== Task goal ==
Copy out, word for word, the part of the data below that opens with the line containing "of the yellow" and runs through the end of the data, with both ends included and nothing else.

Excerpts from a dataset on pointing at objects
'''
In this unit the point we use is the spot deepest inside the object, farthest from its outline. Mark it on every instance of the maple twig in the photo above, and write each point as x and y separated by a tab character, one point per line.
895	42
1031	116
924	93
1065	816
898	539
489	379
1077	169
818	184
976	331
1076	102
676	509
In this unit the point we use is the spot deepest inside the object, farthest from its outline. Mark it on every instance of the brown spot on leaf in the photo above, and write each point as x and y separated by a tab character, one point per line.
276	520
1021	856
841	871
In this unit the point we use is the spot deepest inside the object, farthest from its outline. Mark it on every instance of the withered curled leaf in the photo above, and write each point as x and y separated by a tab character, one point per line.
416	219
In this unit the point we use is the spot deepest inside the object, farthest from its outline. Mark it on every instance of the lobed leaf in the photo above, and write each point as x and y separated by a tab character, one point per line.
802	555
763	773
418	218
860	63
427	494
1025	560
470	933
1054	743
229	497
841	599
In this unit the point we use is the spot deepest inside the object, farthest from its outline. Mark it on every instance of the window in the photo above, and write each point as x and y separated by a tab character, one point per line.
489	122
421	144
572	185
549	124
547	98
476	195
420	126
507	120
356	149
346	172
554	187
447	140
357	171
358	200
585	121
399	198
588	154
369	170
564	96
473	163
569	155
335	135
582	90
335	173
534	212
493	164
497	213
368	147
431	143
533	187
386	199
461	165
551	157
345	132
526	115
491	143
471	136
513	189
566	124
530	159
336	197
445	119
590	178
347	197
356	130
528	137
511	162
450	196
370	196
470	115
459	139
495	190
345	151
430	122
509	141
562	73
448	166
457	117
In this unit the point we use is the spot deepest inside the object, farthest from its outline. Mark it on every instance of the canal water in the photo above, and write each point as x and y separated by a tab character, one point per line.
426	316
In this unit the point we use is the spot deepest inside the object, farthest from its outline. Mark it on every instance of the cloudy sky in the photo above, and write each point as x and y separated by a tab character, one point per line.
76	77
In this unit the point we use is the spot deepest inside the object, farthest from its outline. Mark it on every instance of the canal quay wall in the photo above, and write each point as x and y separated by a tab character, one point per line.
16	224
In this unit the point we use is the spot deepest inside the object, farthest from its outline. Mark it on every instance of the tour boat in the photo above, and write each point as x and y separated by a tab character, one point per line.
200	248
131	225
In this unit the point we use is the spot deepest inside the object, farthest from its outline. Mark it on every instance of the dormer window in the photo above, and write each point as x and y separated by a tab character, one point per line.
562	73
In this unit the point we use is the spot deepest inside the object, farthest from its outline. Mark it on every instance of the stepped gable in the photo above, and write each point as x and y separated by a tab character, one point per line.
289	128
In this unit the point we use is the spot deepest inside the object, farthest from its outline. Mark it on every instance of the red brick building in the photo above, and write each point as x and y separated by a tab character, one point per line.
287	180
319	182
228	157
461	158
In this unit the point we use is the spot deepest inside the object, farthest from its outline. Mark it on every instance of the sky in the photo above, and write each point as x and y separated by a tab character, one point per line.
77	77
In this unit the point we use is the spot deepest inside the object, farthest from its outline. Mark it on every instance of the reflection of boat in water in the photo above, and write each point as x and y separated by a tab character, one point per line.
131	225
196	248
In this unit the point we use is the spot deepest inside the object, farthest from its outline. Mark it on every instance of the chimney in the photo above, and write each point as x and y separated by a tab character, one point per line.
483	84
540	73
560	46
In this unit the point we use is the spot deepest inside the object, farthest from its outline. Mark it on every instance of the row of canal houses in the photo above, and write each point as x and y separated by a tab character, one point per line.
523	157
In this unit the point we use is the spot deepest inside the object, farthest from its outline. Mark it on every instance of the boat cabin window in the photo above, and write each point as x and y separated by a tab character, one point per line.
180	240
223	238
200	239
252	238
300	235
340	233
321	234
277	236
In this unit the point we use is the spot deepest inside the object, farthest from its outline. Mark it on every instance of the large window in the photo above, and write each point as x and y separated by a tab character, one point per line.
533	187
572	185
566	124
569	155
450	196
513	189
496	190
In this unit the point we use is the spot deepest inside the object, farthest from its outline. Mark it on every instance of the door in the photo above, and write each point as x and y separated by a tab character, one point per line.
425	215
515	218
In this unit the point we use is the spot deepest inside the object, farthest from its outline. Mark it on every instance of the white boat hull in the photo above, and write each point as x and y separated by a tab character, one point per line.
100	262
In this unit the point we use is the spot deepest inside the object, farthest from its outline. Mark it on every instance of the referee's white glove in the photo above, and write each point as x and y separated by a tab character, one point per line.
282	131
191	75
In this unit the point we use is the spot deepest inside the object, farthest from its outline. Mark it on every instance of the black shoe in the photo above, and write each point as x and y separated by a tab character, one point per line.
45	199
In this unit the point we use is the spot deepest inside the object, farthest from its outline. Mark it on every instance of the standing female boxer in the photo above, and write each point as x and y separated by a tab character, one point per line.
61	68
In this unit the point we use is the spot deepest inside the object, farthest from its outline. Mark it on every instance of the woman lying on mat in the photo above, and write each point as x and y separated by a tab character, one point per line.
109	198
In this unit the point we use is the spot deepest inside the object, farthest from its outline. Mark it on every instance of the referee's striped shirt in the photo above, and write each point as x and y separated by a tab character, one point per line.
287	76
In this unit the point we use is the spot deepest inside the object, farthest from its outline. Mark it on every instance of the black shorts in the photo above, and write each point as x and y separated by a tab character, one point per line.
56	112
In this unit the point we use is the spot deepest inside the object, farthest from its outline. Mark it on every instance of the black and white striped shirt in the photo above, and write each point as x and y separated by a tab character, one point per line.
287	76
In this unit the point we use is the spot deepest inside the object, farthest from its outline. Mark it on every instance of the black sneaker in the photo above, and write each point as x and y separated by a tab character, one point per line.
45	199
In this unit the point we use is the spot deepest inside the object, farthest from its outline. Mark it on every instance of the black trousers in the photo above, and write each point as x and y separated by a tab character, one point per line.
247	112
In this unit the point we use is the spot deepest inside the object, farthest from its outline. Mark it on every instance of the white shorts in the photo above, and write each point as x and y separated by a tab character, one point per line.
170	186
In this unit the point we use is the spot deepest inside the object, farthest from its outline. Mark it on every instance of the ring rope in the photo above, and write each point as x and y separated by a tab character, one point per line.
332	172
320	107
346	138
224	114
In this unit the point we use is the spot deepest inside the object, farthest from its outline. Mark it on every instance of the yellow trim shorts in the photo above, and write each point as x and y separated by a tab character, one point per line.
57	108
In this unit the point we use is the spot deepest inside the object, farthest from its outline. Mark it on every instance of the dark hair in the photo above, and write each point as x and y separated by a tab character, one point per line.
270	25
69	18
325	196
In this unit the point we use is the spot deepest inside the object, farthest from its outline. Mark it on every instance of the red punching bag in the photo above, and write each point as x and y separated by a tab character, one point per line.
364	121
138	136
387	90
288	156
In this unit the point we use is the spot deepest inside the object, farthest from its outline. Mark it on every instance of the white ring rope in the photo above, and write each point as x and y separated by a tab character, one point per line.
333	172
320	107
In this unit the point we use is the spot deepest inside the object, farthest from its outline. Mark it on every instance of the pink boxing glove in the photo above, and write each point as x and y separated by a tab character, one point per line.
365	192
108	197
'''
== Output for this task ==
In this unit the point we use is the spot deepest inside the object, farthest from its outline. Mark it on every instance of the yellow trim shorts in the photo above, and write each point as x and y separated by a tab character, one point per line.
57	108
In this unit the point we use is the spot deepest inside the object, farthest from its outline. Mark it on every instance of the dark hair in the photo above, and write each point as x and y separated by a tab character, one point per line.
270	25
69	18
325	196
In this unit the point we use is the spot deepest inside the object, farthest from its outline. Mark it on every instance of the red punching bag in the photo above, and write each point as x and y separated by a tab character, one point per line.
364	121
138	136
387	90
288	156
In this unit the point we use is the spot deepest inside the object, farthest from its outline. Mark it on every instance of the white ring rope in the photo above, and write each point as x and y separated by a tab character, one point per line.
333	172
320	107
In this unit the point we use is the spot deepest inside the object, farthest from its outline. Mark it on every instance of the pink boxing glove in the photo above, and write each point as x and y separated by a tab character, one point per line.
365	192
108	197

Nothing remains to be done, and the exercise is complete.